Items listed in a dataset
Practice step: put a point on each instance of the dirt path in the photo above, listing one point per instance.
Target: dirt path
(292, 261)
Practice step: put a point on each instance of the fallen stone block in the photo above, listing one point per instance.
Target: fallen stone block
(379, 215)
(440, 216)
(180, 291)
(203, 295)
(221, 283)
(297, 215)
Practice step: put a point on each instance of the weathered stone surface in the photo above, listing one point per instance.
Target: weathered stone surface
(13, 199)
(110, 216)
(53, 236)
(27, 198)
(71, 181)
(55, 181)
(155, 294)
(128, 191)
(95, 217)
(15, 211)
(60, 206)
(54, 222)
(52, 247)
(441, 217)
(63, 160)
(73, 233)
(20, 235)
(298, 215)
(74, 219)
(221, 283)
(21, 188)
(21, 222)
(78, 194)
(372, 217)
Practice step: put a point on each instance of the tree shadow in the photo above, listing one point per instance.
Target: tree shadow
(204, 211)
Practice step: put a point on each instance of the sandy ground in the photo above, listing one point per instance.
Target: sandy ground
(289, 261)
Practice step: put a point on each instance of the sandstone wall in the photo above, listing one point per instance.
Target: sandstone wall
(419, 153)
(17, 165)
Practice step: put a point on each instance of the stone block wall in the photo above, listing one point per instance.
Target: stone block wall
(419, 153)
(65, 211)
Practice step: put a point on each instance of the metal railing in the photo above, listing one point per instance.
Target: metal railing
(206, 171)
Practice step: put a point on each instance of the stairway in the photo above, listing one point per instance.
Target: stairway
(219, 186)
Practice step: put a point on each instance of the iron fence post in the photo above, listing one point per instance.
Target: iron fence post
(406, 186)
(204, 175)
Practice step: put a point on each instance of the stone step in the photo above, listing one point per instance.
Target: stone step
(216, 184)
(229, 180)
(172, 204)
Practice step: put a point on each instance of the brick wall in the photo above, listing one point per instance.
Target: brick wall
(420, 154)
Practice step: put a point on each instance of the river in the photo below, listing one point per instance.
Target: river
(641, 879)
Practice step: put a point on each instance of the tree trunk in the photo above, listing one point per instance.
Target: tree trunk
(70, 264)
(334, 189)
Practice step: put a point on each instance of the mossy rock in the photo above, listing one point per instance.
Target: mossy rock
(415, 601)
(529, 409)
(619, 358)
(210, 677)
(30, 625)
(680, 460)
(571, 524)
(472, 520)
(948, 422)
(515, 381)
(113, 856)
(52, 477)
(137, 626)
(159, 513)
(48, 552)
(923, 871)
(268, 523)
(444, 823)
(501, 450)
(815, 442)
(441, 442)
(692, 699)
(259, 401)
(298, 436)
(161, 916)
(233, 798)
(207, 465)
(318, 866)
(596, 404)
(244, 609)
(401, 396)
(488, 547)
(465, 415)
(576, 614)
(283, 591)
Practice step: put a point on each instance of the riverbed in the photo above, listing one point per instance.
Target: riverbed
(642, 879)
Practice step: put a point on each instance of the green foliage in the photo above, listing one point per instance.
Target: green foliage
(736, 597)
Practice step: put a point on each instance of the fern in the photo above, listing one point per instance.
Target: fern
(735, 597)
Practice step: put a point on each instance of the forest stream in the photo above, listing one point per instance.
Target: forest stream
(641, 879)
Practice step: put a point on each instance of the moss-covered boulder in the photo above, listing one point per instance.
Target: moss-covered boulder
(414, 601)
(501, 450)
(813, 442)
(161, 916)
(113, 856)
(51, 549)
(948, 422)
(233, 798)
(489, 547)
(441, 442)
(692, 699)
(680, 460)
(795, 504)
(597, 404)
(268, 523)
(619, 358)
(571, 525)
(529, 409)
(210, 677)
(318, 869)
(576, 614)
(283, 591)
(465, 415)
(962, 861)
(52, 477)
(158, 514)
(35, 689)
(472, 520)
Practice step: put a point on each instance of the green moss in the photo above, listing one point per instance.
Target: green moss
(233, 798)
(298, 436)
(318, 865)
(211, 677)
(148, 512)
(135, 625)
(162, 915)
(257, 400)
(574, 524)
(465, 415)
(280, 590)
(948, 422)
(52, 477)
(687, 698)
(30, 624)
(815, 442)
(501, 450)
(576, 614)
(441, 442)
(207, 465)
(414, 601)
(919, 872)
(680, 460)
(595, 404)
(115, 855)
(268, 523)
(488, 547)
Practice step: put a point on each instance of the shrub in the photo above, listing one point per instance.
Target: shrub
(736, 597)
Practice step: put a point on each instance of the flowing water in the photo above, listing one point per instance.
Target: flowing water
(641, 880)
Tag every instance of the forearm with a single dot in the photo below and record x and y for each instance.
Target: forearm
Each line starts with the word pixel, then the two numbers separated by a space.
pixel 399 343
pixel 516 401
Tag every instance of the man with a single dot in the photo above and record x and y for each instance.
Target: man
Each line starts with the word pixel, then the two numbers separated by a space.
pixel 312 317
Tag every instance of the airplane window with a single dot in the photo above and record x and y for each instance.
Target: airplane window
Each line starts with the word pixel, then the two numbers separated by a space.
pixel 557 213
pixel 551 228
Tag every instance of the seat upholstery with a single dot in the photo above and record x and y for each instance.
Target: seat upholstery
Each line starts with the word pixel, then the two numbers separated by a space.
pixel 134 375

WHAT YOU SHOULD DO:
The answer should be one number, the count of lines in the data that include the string "upholstery".

WRITTEN SOLUTION:
2